(TEXTE FOURNI)
Une intrigue puissamment orchestrée dans les trois premiers quarts d’heure puis quasiment plus rien à part les remarquables prestations de Dustin Hoffman, Kevin Bacon et Robert de Niro. Sleepers, histoire vraie, ou vrai récit cousu de fils blancs, reste mi-figue mi-raisin. Bien que le goût persistant de la figue marque son homme dans ces premiers quarts d’heure saisissants !

 

Barry Levinson a voulu raconter une histoire hors norme. Elle met en jeu la qualité réel ou supposée du système de détention des mineurs dans le New-York de la fin des années 60. Les années love se résumeraient selon Lorenzo Carcaterra, auteur du récit et personnage interprété par Jason Patric à l’âge adulte, 8-10 ans à l’âge adolescent, au triptyque alcool, sexe et viols passé la porte d’une certaine maison de redressement de mineurs. Celle-là même qui brisa sa vie dans une moindre mesure que celles de deux autres de ses amis d’enfance, John et Tommy, devenus écorchés vifs du coup, et délinquants notoires à la ville.

 

Histoire vraie ou supposée vraie, Sleepers s’achève quand même, il faut le signaler, par ces quelques scripts : « La Division Correction des mineurs de New-York reconnaît comme non existantes ou toujours non existantes les conditions de détention des mineurs dans les centres de redressement, dépeintes dans ce récit. »

« Lorenzo Carcaterra déclare avoir changé les noms, dates et lieux présents dans le film tiré de son roman ».



 

Alors voilà ce qu’il peut se passer du coup. Un succès retentissant pour le film puisque cette histoire vraie vendue comme vraie, part d’un fait divers des plus crus. Un amalgame terrible entre réalité et fiction, notamment le découpage qui serait logiquement à faire entre les trois premiers quarts d’heure, qui sont basés sur des réalités réelles ou supposées, en l’occurrence l’enfance des quatre mômes et leur détention de 6 mois pour certains à plus d’un an pour d’autres, dans un centre de redressement…et le reste du film qui paraît fantaisiste, notamment ce procès, hors norme de par ces jurés qui finalement remettent leur décision à un simple faux témoignage sur l’honneur du prêtre, bien que Dustin Hoffman en avocat alcoolique, ait été fichtrement bon au moins une fois : sur les problèmes d’alcool d’un tel, les problèmes de délinquance sexuelle d’un autre. Mais bon, cela semble gros, et donc creux en terme de cinéma. Sauf qu’on n’enlèvera pas les deux interprétations de De Niro et Hoffman, ainsi que la qualité sobre de Barry Levinson dans sa manière d’apposer une histoire de vengeance personnelle sur un fond judiciaire procédurale. Brad Pitt est quant à lui en deça.

(ÉLÉMENTS)
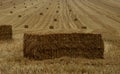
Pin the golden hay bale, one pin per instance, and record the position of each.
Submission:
(25, 26)
(51, 27)
(50, 46)
(5, 32)
(84, 27)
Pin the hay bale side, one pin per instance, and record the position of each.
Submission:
(5, 32)
(59, 45)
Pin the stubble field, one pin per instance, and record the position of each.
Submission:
(99, 16)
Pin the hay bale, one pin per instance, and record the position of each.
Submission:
(84, 27)
(51, 27)
(5, 32)
(41, 13)
(25, 26)
(37, 46)
(55, 19)
(75, 19)
(19, 16)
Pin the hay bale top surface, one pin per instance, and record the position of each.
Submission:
(5, 25)
(47, 32)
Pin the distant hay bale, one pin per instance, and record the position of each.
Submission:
(49, 46)
(5, 32)
(25, 26)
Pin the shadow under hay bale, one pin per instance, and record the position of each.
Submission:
(51, 46)
(5, 32)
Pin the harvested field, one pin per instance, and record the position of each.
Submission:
(57, 45)
(5, 32)
(86, 16)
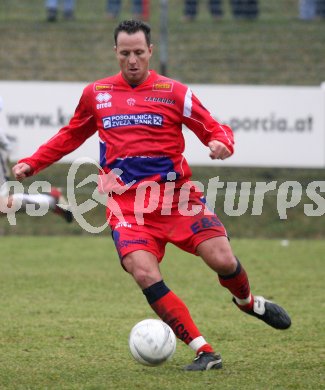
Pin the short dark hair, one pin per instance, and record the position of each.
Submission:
(131, 27)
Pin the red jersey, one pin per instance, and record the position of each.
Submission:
(139, 128)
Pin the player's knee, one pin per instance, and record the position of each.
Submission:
(226, 264)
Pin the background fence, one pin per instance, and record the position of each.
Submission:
(276, 48)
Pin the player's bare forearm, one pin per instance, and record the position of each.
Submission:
(218, 150)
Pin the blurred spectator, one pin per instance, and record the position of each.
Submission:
(311, 9)
(320, 8)
(244, 9)
(113, 8)
(52, 9)
(190, 9)
(307, 9)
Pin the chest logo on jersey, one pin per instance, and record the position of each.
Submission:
(163, 86)
(131, 102)
(103, 100)
(144, 119)
(159, 100)
(103, 87)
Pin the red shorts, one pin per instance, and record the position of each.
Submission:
(162, 222)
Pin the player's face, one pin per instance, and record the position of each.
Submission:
(133, 55)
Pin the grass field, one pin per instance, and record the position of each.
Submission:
(67, 308)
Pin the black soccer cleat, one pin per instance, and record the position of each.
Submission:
(205, 361)
(269, 312)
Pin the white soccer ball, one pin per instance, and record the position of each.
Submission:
(152, 342)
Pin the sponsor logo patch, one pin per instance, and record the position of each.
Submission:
(163, 86)
(103, 87)
(146, 119)
(103, 100)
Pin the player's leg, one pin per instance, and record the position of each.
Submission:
(217, 254)
(140, 254)
(144, 267)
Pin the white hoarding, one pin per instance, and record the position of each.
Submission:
(274, 126)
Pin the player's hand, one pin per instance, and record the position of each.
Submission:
(21, 171)
(218, 150)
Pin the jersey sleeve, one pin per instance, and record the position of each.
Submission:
(81, 126)
(198, 119)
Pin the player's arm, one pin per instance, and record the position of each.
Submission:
(217, 136)
(21, 171)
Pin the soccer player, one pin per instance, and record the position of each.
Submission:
(138, 115)
(12, 202)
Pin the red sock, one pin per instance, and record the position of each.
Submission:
(238, 284)
(174, 312)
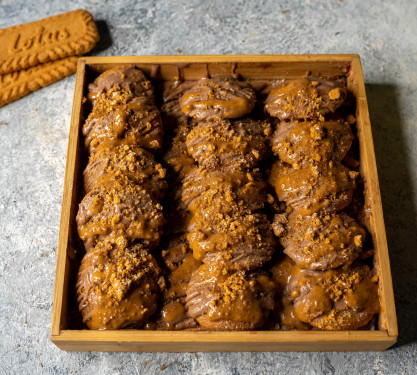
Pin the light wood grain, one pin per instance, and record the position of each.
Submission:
(249, 67)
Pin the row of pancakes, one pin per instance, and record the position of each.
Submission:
(120, 218)
(322, 284)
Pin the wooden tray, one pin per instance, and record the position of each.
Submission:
(252, 67)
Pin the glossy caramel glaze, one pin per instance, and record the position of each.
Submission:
(228, 145)
(215, 98)
(309, 142)
(247, 188)
(123, 159)
(117, 287)
(325, 186)
(342, 299)
(322, 241)
(305, 98)
(224, 300)
(282, 270)
(122, 117)
(121, 210)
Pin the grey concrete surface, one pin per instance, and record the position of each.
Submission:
(33, 144)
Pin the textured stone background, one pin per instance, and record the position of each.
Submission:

(SÉRIE DE CONSIGNES)
- a) Énumérez tous les acteurs nommés dans la critique de Sleepers, chacun une seule fois.
- b) Répondez d'après la critique de Sleepers :
(i) Dans quelle ville et à quelle époque se situe le système de détention des mineurs mis en jeu par l'histoire ?
(ii) Quel rôle Dustin Hoffman tient-il dans le film ?
(iii) Combien de temps a duré la détention des quatre enfants dans le centre de redressement ?
- c) Condensez le paragraphe de la critique de Sleepers qui commence par « Barry Levinson a voulu raconter » en gardant ses faits principaux.
Seule la critique de Sleepers sert de source, sans les éléments.

(RÉPONSES AUX CONSIGNES)
- a) Dustin Hoffman, Kevin Bacon, Robert de Niro, Jason Patric, Brad Pitt

- b)
(i) À New-York, à la fin des années 60.
(ii) Celui d'un avocat alcoolique.
(iii) De 6 mois pour certains à plus d'un an pour d'autres.

- c) Barry Levinson a voulu raconter une histoire hors norme sur le système de détention des mineurs à New-York à la fin des années 60. Selon Lorenzo Carcaterra, auteur du récit et personnage joué adulte par Jason Patric, ces années se résumaient, dans une certaine maison de redressement, à l'alcool, au sexe et aux viols. Cette maison a brisé sa vie, et plus encore celles de ses amis d'enfance John et Tommy, devenus des écorchés vifs et des délinquants notoires.